[Data to process]
::::
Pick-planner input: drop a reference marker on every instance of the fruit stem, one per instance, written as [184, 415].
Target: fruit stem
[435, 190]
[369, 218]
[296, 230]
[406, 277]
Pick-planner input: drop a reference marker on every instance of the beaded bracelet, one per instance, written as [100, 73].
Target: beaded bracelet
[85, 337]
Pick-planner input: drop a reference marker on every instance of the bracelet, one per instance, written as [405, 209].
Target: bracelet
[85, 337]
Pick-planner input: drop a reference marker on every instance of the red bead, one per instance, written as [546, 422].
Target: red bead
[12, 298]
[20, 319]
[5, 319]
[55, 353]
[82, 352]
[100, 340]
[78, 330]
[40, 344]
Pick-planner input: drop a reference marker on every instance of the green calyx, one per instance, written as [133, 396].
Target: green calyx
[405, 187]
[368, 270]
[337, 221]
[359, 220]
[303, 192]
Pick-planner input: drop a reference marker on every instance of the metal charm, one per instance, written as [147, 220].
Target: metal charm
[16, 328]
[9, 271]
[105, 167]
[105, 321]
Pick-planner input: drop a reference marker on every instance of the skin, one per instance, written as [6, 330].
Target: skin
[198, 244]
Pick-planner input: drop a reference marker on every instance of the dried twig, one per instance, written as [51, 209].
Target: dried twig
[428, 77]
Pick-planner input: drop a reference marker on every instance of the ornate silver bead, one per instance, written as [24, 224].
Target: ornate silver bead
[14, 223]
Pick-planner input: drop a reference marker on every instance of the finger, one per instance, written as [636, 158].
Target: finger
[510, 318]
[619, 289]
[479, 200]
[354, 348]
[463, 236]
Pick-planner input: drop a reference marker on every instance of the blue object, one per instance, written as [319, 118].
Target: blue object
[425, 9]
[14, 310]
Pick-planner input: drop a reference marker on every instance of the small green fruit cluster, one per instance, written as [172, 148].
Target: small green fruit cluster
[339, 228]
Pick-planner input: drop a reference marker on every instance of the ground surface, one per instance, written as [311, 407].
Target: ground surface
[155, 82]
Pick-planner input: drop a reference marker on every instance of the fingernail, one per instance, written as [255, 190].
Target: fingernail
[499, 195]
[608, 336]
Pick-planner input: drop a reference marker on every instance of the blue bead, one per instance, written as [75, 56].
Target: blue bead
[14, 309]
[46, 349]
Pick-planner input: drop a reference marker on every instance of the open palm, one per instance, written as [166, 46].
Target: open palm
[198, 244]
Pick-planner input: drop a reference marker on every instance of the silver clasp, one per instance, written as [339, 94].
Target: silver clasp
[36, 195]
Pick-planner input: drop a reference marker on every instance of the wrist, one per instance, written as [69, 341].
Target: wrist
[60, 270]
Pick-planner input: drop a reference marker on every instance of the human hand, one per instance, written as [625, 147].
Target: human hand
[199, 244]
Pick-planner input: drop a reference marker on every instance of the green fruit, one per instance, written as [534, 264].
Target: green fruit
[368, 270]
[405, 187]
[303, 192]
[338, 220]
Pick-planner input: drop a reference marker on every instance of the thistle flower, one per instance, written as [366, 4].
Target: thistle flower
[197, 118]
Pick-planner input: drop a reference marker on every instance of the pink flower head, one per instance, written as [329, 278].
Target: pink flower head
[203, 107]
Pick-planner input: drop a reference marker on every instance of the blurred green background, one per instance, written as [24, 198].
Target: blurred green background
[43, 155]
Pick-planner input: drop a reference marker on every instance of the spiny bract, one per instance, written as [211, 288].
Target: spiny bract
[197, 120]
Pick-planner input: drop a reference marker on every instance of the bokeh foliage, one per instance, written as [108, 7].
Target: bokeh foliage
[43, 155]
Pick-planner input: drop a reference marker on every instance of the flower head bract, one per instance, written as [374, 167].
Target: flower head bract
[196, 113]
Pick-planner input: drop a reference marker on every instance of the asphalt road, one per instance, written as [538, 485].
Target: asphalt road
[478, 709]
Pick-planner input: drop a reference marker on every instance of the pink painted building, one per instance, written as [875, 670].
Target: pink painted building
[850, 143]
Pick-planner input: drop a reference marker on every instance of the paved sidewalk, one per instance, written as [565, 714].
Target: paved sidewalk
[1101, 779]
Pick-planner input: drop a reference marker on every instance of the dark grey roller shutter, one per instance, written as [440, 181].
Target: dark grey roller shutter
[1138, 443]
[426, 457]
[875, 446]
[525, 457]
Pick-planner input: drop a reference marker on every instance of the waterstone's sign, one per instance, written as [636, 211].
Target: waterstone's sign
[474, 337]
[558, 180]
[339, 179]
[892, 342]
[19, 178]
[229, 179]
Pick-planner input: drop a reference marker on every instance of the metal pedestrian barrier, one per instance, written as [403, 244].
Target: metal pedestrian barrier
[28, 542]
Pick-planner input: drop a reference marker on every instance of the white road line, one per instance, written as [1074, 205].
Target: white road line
::::
[Exercise directions] Output the records verbatim, from the first line to the last.

[Response for this exercise]
Pick-planner input: drop a reference marker on every instance of the fruit stem, one per instance, written as [184, 415].
Target: fruit stem
[435, 190]
[369, 218]
[296, 230]
[406, 277]
Pick-planner input: drop a reference marker on every instance of the beaded bracelet, one per instance, written as [100, 73].
Target: beaded bracelet
[85, 337]
Pick-planner input: drop a reference marker on every instance of the bracelet, one per instance, written as [405, 209].
Target: bracelet
[85, 337]
Pick-planner input: drop a reference marker on every instance of the red bead, one per instance, written as [546, 422].
Target: red bead
[12, 298]
[20, 319]
[5, 319]
[55, 353]
[82, 352]
[100, 340]
[78, 330]
[40, 344]
Pick-planner input: drop a reference marker on every instance of the green calyx, one per instance, written as [133, 396].
Target: green calyx
[405, 187]
[368, 270]
[337, 221]
[359, 220]
[303, 192]
Pick-planner input: drop a reference marker on every instance of the metal charm, one per instance, written as [147, 220].
Target: metal charm
[16, 328]
[9, 271]
[105, 167]
[105, 321]
Pick-planner input: drop a reference marker on every instance of the skin, one per instance, written as [6, 330].
Target: skin
[198, 244]
Pick-planner input: drop a reference marker on every instance of the dried twig, one per instance, written as [51, 209].
Target: dried twig
[428, 77]
Pick-planner input: drop a reference marker on every instance of the ornate silver bead, one per instance, written as [24, 224].
Target: ornate silver bead
[14, 223]
Pick-planner input: drop a reference marker on every instance of the finger, one per instance, written as [636, 158].
Target: finger
[510, 318]
[619, 289]
[479, 200]
[354, 348]
[463, 236]
Pick-planner input: drop a reference marker on every instance of the blue object, one per instance, written as [319, 118].
Target: blue object
[425, 9]
[14, 310]
Pick-planner input: drop a reference marker on every instance of the small green fruit cluster, one per instance, written as [172, 148].
Target: small green fruit cluster
[339, 228]
Pick-planner input: drop a reference marker on every instance of the ground surface, one per instance, written as [311, 407].
Target: ground surface
[155, 82]
Pick-planner input: drop a reference marker on every instance of the fingernail, one per instance, written as [255, 190].
Target: fingernail
[499, 195]
[608, 336]
Pick-planner input: drop a reference marker on every instance of the blue bead, one per instance, written as [75, 56].
Target: blue bead
[14, 309]
[46, 349]
Pick-planner input: drop a reference marker on every instance of the open palm, one per instance, written as [166, 46].
Target: open palm
[198, 244]
Pick-planner input: drop a reference marker on every instance of the silver clasp, one per instance, written as [339, 94].
Target: silver clasp
[36, 195]
Pick-planner input: drop a reference marker on every instance of the wrist, one per instance, written as [69, 341].
Target: wrist
[60, 270]
Pick-planner input: drop a reference marker on every instance of the human hand, one per instance, written as [625, 147].
Target: human hand
[199, 244]
Pick-planner input: drop a reference marker on every instance of the green fruit, one per instance, written as [534, 264].
Target: green fruit
[368, 270]
[405, 187]
[303, 192]
[338, 220]
Pick-planner input: drop a reference marker on every instance of the thistle flower, one per instance, written as [366, 4].
Target: thistle flower
[197, 118]
Pick-planner input: drop a reference marker on every instance of the pink flower head, one per instance, written as [329, 278].
Target: pink flower head
[203, 107]
Pick-planner input: drop a reference marker on every instance of the blurred green background, one per instance, written as [24, 198].
Target: blurred green background
[43, 155]
Pick-planner input: drop a reference marker on every instance of the spiny bract, one per instance, written as [211, 288].
Target: spiny bract
[197, 120]
Pick-planner input: drop a reference marker on every instance of the bokeh foliage, one per instance, written as [108, 7].
Target: bokeh foliage
[43, 155]
Pick-planner input: drop a reference marker on every instance of the flower head bract, one per instance, written as [374, 167].
Target: flower head bract
[196, 113]
Pick-planner input: drop a reference marker on every instance of the asphalt road, one per instance, written as [538, 485].
Target: asphalt road
[478, 709]
Pick-planner input: drop a reference marker on every instance of the pink painted building, one per instance, written as [875, 670].
Target: pink painted building
[850, 143]
Pick-planner input: drop a reference marker on every instance of the paved sidewalk, one per instance, written as [565, 714].
Target: paved sidewalk
[1101, 779]
Pick-planner input: drop a reference marker on every instance of the dark grey roller shutter, one per instance, written as [440, 181].
Target: dark grey roller shutter
[1138, 443]
[426, 457]
[875, 446]
[525, 457]
Pick-planner input: drop a reference marker on every instance of the waterstone's sign, one per instance, written as [636, 211].
Target: waterstone's sign
[474, 337]
[558, 180]
[339, 179]
[892, 342]
[19, 178]
[229, 179]
Pick-planner input: drop a reference marker on every instance of the metal pedestrian barrier, one per instance, written as [403, 244].
Target: metal pedestrian barrier
[28, 542]
Pick-planner input: drop a reference marker on every instance of the white road line, one per instance, written as [1074, 205].
Target: white road line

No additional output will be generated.